◆ Exercise objective: Copy the part of the balcony pigeon thread below from "and a few other" up to and including "(Jan 24, 2002)".

# more balcony babies - pics



## rattyfied (Aug 30, 2009)

*more balcony babies - pics *now with faces**

Apollo and Luna's eggs have hatched, i think it was earlier this week

here is the proud father Apollo, he is wary & moves away when approached so it's easier to photograph on his shift 









Luna is a great mum, very protective - so less of a photo-opportunity with the babies when she's in charge









and a few other pics:
Luna arrives for her shift
Apollo and baby bums
Apollo on the nest
the feral flock

i have seen the babies' heads but i'll have to catch Apollo just as he arrives to stand a good chance of a photo...watch this space


----------



## John_D (Jan 24, 2002)

Great close-ups 

Luna looks like a hen who will take no nonsense from Pigeon or Man  They do look a really fine pair - be interesting to see what plumage they produce

John


----------



## Mindy (Apr 2, 2009)

Very Cute!! Can't wait for future pictures. Its great that you let them have there babies on your balcony. Do you help mom and dad with food and water so they don't have to go very far to forage? Just curious. Good job. min


----------



## rattyfied (Aug 30, 2009)

a little bit of patience + babies getting too big to hide = baby face pics

Luna being a protective mum









proud father Apollo









little face peeking out









up close & personal


----------



## TAWhatley (Mar 6, 2001)

Great pics of the parents and babies. May they all live long and happy lives!

Terry


----------



## rattyfied (Aug 30, 2009)

Saturday afternoon Apollo went off duty for a little while...which was great for photos


----------



## Mindy (Apr 2, 2009)

Coordinate annotation records:
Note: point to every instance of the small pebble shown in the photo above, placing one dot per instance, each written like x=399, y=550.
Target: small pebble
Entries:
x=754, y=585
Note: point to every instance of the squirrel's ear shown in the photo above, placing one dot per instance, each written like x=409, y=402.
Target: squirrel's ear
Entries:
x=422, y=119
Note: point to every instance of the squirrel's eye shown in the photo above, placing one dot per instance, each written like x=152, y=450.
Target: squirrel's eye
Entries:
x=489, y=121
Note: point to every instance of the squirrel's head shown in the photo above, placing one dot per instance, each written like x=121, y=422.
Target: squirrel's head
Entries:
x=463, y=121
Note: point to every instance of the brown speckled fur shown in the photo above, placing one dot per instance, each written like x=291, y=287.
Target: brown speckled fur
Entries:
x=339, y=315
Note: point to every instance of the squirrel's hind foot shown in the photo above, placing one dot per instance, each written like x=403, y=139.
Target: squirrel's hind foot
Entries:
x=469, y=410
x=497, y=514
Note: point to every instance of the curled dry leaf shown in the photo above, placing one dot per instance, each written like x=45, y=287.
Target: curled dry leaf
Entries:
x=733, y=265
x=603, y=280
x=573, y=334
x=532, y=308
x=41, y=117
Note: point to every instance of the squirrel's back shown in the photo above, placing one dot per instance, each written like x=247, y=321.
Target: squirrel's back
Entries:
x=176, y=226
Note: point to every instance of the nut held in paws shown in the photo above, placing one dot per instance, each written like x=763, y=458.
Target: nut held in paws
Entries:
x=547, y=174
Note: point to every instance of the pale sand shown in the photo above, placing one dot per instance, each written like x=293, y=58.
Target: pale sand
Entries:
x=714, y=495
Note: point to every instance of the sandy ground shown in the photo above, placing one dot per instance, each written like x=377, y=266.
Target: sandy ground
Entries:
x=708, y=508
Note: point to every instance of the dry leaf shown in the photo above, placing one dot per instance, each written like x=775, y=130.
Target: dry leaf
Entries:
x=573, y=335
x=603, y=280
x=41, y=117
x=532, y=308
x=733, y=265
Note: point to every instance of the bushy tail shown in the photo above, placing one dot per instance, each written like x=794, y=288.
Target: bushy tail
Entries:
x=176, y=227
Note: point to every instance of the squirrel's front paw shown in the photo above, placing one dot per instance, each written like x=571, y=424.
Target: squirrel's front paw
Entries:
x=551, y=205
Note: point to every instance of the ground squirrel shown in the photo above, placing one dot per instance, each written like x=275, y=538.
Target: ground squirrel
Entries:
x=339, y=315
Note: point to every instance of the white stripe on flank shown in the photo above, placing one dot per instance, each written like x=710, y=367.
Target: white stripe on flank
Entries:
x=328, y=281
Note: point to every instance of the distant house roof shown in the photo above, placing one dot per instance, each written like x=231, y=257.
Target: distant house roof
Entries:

◆ The response:
and a few other pics:
Luna arrives for her shift
Apollo and baby bums
Apollo on the nest
the feral flock

i have seen the babies' heads but i'll have to catch Apollo just as he arrives to stand a good chance of a photo...watch this space


----------



## John_D (Jan 24, 2002)